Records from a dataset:
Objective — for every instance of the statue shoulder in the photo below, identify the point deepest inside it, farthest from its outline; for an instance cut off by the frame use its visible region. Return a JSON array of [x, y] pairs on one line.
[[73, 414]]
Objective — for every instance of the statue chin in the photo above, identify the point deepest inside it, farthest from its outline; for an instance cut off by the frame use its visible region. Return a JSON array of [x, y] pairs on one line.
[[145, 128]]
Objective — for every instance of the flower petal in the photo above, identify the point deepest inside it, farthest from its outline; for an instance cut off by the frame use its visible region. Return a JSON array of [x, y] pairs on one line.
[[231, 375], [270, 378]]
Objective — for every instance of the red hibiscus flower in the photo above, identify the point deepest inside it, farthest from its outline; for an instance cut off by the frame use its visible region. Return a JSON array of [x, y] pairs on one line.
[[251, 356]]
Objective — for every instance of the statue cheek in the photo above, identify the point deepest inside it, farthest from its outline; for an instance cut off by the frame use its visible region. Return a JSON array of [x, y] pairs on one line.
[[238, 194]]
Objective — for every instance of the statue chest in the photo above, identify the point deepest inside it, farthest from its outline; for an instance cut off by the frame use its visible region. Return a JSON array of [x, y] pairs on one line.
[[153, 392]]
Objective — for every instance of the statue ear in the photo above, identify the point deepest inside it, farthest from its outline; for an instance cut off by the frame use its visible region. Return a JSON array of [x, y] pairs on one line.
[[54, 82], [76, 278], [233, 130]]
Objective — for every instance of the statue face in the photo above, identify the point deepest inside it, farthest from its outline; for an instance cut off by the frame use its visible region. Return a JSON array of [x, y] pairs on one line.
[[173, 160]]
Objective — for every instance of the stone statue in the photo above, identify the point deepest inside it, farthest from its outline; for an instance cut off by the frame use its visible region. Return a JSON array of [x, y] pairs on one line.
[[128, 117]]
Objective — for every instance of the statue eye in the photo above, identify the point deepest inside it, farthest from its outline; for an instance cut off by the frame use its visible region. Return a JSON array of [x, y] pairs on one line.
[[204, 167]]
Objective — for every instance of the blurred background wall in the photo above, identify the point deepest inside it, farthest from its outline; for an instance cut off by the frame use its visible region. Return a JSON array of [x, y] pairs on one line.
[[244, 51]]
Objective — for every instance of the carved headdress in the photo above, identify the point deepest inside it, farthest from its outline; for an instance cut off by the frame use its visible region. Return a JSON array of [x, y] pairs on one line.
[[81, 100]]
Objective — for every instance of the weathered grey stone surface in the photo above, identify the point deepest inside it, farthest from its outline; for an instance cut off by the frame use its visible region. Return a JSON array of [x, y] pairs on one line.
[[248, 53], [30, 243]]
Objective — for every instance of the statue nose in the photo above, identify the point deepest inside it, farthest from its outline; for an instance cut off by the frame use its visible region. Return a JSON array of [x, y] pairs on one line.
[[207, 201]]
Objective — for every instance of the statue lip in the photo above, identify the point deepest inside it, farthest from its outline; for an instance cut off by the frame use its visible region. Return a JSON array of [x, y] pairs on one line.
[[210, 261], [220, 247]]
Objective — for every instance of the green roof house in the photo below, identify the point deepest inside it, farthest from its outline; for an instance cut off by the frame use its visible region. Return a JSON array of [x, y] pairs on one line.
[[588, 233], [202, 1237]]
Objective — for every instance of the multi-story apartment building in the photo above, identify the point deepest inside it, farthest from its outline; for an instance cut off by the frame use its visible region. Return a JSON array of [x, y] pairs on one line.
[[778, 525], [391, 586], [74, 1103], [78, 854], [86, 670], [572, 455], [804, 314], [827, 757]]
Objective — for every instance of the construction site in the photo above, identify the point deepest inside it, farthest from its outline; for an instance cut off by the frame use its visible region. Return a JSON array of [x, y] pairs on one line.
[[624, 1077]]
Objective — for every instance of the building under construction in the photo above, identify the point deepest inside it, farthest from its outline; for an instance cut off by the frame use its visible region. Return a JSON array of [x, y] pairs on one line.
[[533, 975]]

What you need to do: From the records above, please extract every line and repeat it exactly.

Output for this task:
Objective — for every instance of the statue shoulder in the photo below, identify the point deepest inside it, farthest from its outline; for an instance cut off by the frame use its visible region. Return a JSON array of [x, y] pairs on one line.
[[73, 414]]
Objective — for every instance of the statue chin in the photo above, identify the point deepest inside it, farthest from its outline; for an instance cut off by the frame use its visible region. Return a JSON array of [x, y] pairs on one line.
[[145, 128]]
Objective — for every instance of the flower petal in the photo above, identify the point deepest inside it, farthest from its outline; for an instance cut off by the frame use its visible region. Return a JSON array of [x, y] pairs on one line.
[[231, 375], [270, 378]]
Objective — for every instance of the red hibiscus flower in the photo above, identify the point deepest inside it, farthest from its outline; for an instance cut off by the frame use its visible region. Return a JSON array of [x, y] pairs on one line.
[[251, 356]]
Objective — for every instance of the statue cheek in the photo above, identify the point deepest inside it, farthest from its outline; for an instance cut off by the frame use its visible region. Return a JSON array of [x, y] pairs on one line.
[[238, 194]]
Objective — for every instance of the statue chest in the photo above, identify the point deepest inside it, farthest from its outline; for an instance cut off by the frame use its visible region. Return a JSON array of [x, y] pairs on one line.
[[153, 392]]
Objective — for every instance of the statue ear in the photo above, identify the point deepest inside it, farthest from its outline; for an instance cut off by the frame use its visible region. Return a JSON array of [x, y] pairs on one line.
[[54, 82], [76, 278], [233, 130]]
Objective — for every instance of the statue face in the photo above, identify the point deepest inside it, farthest from its outline; for an instance cut off by the frame use its visible region. Return a JSON array of [x, y] pairs on one line.
[[173, 160]]
Objective — for every instance of the stone statue in the photo above, identify the point deepest inside it, farthest from its outline; for an instance cut off by the frame use its visible region. Return a JSON array of [x, y] pairs on one line.
[[128, 117]]
Objective — for every instance of the statue eye in the photo above, identify the point deepest inside it, farthest from its outline; for an instance cut off by the frame use its visible region. Return a JSON array of [x, y] pairs on one line.
[[204, 167]]
Objective — for every instance of the blurred background wall in the photo above, identify the point deepest inside it, farthest from its outline; for an instance cut off by the frame use its visible region. Return a JSON array of [x, y] pairs on one line.
[[244, 51]]
Objective — for every instance of the carved headdress in the photo above, identify the point deepest inside it, farthest from its outline; for an instance cut off by the frame use its visible region. Return a JSON array of [x, y] pairs on one line.
[[81, 100]]
Objective — for every instance of the weathered grey stone surface in the photo above, identify the point deepest inside it, farthest from its outline; for an instance cut off by the frame use its visible region. Return a JSON array of [x, y] pairs on one line.
[[248, 53], [30, 243]]
Objective — for every instance of the statue nose in the photo above, identify the point deepest inside it, farthest from its outline; for an instance cut off by the frame use its visible region. Return a JSON array of [x, y] pairs on one line.
[[207, 201]]
Objective — for every instance of the statue lip in the photo above, identify the point deepest inside it, farthest from its outline; for an instance cut off by the frame use its visible region. Return a JSON array of [x, y] pairs on one line.
[[210, 261], [220, 247]]
Objective — for every instance of the green roof house in the photo below, identify the point deepest inside it, farthest from its outline; for an instance cut off by the frame use its visible region. Return a JSON array of [x, y] pairs on one line.
[[588, 233], [202, 1237]]
Objective — for every instance of the multi-story apartment building in the photo above, identify the point deepest inside it, farthest from its outline; for an instance cut off by the frame use its visible region. Return a JSON array of [x, y] pairs on one line.
[[778, 525], [391, 586], [74, 1103], [78, 854], [86, 670], [572, 455], [804, 314], [827, 757]]
Objective — for every instance of the construction site in the photo above, identify the point deepest inside it, farthest from its outline; for an instance cut off by the frame use its visible region. Return a JSON array of [x, y] pairs on one line.
[[624, 1077]]
Objective — for every instance of the building under construction in the photo above, identify the point deepest inside it, farthest from its outline; for an instance cut off by the frame use its visible region. Return a JSON array of [x, y] pairs on one line.
[[533, 975]]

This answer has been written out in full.